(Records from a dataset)
-- BEGIN --
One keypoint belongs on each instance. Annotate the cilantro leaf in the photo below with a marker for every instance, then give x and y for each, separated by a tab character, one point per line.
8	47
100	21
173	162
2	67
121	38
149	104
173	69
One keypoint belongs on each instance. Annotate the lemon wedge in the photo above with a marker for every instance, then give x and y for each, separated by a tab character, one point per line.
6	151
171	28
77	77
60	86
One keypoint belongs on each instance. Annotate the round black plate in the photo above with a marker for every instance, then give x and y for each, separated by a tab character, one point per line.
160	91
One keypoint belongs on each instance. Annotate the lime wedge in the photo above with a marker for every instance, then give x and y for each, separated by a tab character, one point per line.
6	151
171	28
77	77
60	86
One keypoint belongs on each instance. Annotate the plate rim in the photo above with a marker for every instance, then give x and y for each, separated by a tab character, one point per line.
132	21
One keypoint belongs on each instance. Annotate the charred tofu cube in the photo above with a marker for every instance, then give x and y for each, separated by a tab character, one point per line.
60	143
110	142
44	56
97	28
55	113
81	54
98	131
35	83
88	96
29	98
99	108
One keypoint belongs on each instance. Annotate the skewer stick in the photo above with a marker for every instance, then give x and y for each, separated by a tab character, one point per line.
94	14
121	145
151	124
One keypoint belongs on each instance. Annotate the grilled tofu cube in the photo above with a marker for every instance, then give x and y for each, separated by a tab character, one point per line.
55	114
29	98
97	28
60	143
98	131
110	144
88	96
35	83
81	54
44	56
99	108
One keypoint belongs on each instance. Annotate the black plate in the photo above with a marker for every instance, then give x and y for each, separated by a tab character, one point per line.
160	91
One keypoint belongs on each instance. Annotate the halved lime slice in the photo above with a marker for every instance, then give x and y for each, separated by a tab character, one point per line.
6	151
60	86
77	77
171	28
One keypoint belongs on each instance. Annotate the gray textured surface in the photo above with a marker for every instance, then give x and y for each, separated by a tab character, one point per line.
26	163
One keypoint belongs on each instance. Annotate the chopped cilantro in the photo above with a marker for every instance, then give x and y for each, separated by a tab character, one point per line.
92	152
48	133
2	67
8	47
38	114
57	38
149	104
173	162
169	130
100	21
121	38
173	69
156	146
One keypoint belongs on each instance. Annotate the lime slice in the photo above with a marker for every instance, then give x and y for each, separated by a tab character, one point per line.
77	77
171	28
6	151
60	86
-- END --
WHAT THE EXERCISE ASKS: Starting with the line that contains "One keypoint belongs on each instance. Annotate the gray", output every line through the end of the listing above, unchanged.

ANSWER TO THIS TASK:
One keypoint belongs on each instance. Annotate the gray textured surface in the photo above with a marker for every instance, then give x and y for each, separated by a tab character, one point per line.
26	163
One keypoint belongs on each instance. Annotate the chopped cilantro in the photo above with a marker for every instance, then give x and y for each, separated by a tab character, one point per line.
92	152
48	133
2	67
8	47
38	114
57	38
149	104
173	162
169	130
100	21
121	38
173	69
156	146
One keypoint belongs on each instance. Annotate the lime slice in the photo above with a marker for every instance, then give x and y for each, separated by a tab character, one point per line.
77	77
171	28
6	151
60	86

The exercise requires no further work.